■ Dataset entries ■
──────────
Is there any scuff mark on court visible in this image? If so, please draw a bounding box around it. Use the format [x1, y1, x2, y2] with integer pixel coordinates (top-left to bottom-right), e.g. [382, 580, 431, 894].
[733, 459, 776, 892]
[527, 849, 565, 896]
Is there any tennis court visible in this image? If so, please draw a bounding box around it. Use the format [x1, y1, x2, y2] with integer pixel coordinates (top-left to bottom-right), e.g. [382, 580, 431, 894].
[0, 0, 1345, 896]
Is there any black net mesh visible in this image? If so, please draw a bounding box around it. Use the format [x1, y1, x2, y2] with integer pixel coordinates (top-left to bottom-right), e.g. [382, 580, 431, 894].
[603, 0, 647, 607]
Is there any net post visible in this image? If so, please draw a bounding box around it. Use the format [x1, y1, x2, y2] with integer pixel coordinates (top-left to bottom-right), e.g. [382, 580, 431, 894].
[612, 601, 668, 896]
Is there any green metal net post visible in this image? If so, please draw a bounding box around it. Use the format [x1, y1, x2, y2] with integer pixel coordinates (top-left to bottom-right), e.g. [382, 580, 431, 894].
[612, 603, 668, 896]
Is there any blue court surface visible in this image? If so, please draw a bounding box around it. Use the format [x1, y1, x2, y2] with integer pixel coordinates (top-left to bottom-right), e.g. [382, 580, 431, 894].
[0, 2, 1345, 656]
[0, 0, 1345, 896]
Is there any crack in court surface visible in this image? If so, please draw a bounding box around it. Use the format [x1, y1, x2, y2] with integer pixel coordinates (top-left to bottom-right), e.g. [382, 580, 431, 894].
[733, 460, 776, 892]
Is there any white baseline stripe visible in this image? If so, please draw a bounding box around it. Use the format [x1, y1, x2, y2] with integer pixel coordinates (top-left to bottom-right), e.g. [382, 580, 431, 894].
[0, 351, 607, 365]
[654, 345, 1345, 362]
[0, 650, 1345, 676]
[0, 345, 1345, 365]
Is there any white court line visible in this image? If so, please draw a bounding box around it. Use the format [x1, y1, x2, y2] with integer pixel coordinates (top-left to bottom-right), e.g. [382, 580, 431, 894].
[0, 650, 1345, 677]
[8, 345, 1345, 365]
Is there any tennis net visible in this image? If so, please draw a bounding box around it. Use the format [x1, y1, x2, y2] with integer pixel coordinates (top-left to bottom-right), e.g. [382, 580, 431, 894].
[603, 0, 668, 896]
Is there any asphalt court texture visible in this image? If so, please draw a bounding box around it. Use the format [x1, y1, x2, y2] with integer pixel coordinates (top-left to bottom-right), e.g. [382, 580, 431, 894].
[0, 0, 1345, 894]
──────────
Please change every "bounding box" in the material above to "rectangle" and give all of it back with nothing else altered.

Is there any scuff mark on court visible in this image? If so, please draw a rectangle around it. Use the format [x1, y1, x2, y2] with integer pixel coordinates (top-left to bottom-right), e.g. [382, 580, 431, 894].
[733, 459, 776, 892]
[527, 849, 565, 896]
Is there any tennis court visible in this image? If so, please draw a rectangle around it. Use the format [x1, y1, x2, y2] with integer pixel coordinates (top-left to bottom-right), e.g. [382, 580, 431, 894].
[0, 0, 1345, 896]
Is there any black net mesh visible in this image? If so, please draw a rectangle around it. Use the format [x1, y1, x2, y2] with integer pixel coordinates (top-left to bottom-right), e.g. [382, 580, 431, 894].
[603, 0, 647, 607]
Is there any net post visible in this image? If so, please draw a rectangle around it. Use the format [x1, y1, x2, y2] with integer pixel coordinates (top-left to bottom-right), e.g. [382, 580, 431, 894].
[612, 601, 668, 896]
Is there any green metal net post visible in this image? If so, please draw a rectangle around it. Use the format [x1, y1, x2, y2] with integer pixel coordinates (top-left to bottom-right), e.g. [382, 580, 431, 894].
[612, 603, 668, 896]
Is there any blue court surface visible in this image? If so, please draw a rectangle around it. Use the format [x1, y1, x2, y2] with integer pixel coordinates (top-left to bottom-right), e.g. [382, 580, 431, 894].
[0, 2, 1345, 656]
[0, 0, 1345, 896]
Is there any crack in court surface visible in this image? If so, please draw a rectangle around it. Use the format [x1, y1, x2, y2] with integer pixel coordinates (top-left to bottom-right), e.g. [382, 580, 431, 894].
[733, 460, 776, 892]
Is there any white baseline stripe visible in this image? If so, please draw a rectangle around it. Use the format [x1, y1, x2, y2] with integer pixel coordinates (top-left to bottom-right), e.g. [382, 580, 431, 894].
[0, 351, 607, 365]
[654, 345, 1345, 362]
[0, 650, 1345, 676]
[0, 345, 1345, 365]
Is there any white court line visible in this image? If so, please draw a rectangle around it. Use the format [x1, y1, x2, y2] with integer pixel coordinates (top-left to bottom-right), e.g. [382, 580, 431, 894].
[0, 650, 1345, 677]
[8, 345, 1345, 365]
Is there any tennis net visible in this image? If so, please draw a rectangle around it. Use the format [x1, y1, x2, y2] with integer pixel coordinates (top-left to bottom-right), e.g. [382, 580, 431, 894].
[603, 0, 668, 896]
Is there any asphalt court texture visible in this image? If so, please draw a rectangle around it. Use the format [x1, y1, x2, y2] with integer pixel coordinates (top-left to bottom-right), e.g. [382, 580, 431, 894].
[0, 0, 1345, 894]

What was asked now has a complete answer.